[Dataset records]
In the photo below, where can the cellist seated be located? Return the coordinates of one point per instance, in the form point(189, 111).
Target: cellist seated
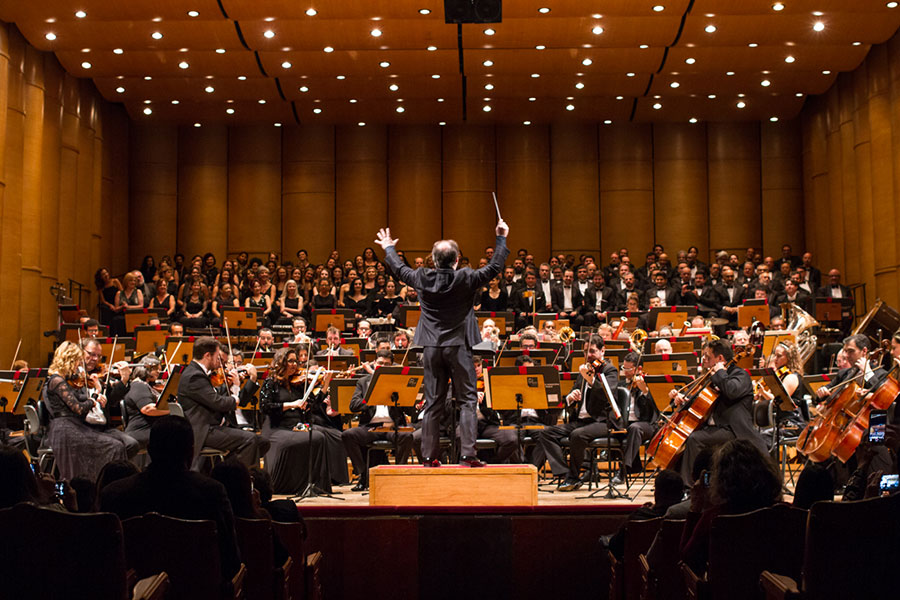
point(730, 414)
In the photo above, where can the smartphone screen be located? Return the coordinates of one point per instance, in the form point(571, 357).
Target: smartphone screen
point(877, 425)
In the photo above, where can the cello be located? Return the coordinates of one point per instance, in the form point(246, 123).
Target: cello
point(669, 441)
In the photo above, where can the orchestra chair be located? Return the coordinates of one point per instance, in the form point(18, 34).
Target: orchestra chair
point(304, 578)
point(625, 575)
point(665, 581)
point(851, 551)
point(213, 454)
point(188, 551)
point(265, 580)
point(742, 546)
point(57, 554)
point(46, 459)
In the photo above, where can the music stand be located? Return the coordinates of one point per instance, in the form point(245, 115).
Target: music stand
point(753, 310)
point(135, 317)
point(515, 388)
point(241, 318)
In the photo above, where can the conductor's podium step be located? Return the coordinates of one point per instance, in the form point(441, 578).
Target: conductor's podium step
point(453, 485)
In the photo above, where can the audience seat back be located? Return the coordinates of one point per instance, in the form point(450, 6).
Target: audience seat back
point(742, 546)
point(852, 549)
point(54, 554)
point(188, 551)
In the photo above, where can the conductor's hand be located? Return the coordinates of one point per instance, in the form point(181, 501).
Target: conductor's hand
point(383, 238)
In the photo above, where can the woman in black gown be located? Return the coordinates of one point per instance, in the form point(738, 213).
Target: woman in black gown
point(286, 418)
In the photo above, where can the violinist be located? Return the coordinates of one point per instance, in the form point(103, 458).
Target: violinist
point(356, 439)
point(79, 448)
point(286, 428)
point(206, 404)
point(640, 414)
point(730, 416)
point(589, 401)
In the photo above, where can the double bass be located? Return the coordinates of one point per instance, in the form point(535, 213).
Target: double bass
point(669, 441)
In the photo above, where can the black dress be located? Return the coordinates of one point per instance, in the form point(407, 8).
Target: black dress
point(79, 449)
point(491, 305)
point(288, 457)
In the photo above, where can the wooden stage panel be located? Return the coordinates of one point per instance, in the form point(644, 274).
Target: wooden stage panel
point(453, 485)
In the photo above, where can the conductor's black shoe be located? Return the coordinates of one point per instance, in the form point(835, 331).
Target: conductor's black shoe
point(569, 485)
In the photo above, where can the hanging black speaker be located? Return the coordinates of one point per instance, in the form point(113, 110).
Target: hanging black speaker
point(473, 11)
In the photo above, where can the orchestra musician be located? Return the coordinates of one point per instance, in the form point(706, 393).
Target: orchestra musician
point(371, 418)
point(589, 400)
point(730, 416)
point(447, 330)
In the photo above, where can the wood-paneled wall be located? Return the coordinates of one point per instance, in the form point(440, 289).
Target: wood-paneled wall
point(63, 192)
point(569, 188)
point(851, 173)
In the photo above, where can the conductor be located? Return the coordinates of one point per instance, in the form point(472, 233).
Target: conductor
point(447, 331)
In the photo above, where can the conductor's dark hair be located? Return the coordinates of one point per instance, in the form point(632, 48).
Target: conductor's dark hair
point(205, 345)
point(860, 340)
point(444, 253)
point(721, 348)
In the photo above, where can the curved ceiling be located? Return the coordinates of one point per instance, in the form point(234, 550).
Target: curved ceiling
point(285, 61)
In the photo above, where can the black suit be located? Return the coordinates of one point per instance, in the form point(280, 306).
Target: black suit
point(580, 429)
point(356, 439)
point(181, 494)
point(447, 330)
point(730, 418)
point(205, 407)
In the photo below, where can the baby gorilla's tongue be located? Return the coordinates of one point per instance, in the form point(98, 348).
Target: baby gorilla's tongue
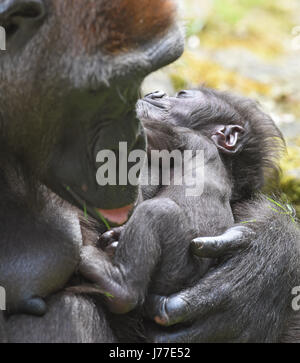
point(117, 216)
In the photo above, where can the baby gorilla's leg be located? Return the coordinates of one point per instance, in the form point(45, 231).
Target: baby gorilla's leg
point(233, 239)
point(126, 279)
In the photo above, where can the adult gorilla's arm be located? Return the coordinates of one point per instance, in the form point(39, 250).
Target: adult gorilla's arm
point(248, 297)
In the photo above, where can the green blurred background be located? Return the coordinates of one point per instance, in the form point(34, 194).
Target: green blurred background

◆ **Stated exercise**
Quote the records from their start through the line containing "point(730, 414)", both ends included, without the pictures.

◆ **Solution to the problem**
In the photo below, where can the cellist seated be located? Return the coordinates of one point per instance, in the form point(189, 111).
Target: cellist seated
point(730, 414)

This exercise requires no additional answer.